• _Exercise_:
The only acceptable output is every entry, printed exactly.

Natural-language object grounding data
◆ ◆ ◆

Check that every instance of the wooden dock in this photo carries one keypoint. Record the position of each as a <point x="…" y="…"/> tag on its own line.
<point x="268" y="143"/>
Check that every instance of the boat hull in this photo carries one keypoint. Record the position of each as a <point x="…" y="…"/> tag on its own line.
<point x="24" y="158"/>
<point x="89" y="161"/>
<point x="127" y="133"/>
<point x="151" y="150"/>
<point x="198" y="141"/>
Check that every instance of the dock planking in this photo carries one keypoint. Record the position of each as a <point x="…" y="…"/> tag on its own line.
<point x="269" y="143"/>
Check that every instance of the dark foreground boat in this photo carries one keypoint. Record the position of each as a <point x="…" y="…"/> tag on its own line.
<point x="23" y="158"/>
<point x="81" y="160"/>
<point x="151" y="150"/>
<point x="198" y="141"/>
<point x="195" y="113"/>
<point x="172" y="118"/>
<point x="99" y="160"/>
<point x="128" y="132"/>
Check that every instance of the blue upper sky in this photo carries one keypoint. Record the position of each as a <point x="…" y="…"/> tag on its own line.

◆ ◆ ◆

• _Result below_:
Check that every instance of the wooden dock in this photo carries one keypoint. Record the position of each as a <point x="…" y="…"/> tag on its own line.
<point x="268" y="143"/>
Check that every instance of the boat hull in this photo carries one keypoint. Record the position of each as a <point x="…" y="…"/> tag on its own line.
<point x="24" y="158"/>
<point x="89" y="161"/>
<point x="127" y="133"/>
<point x="151" y="150"/>
<point x="198" y="141"/>
Check that every instance of the dock planking in this photo carries one keypoint. Record the position of each as a <point x="…" y="…"/> tag on its own line.
<point x="269" y="143"/>
Check that every instance of the dark foreground boat in this photo carries one keypoint. Record the position of each as a <point x="…" y="…"/> tag on its own line.
<point x="23" y="158"/>
<point x="81" y="160"/>
<point x="151" y="150"/>
<point x="198" y="141"/>
<point x="195" y="113"/>
<point x="172" y="118"/>
<point x="99" y="160"/>
<point x="128" y="132"/>
Check that every instance of the blue upper sky in this photo carries one keypoint. Record the position of each as a <point x="…" y="…"/> tag on its own line.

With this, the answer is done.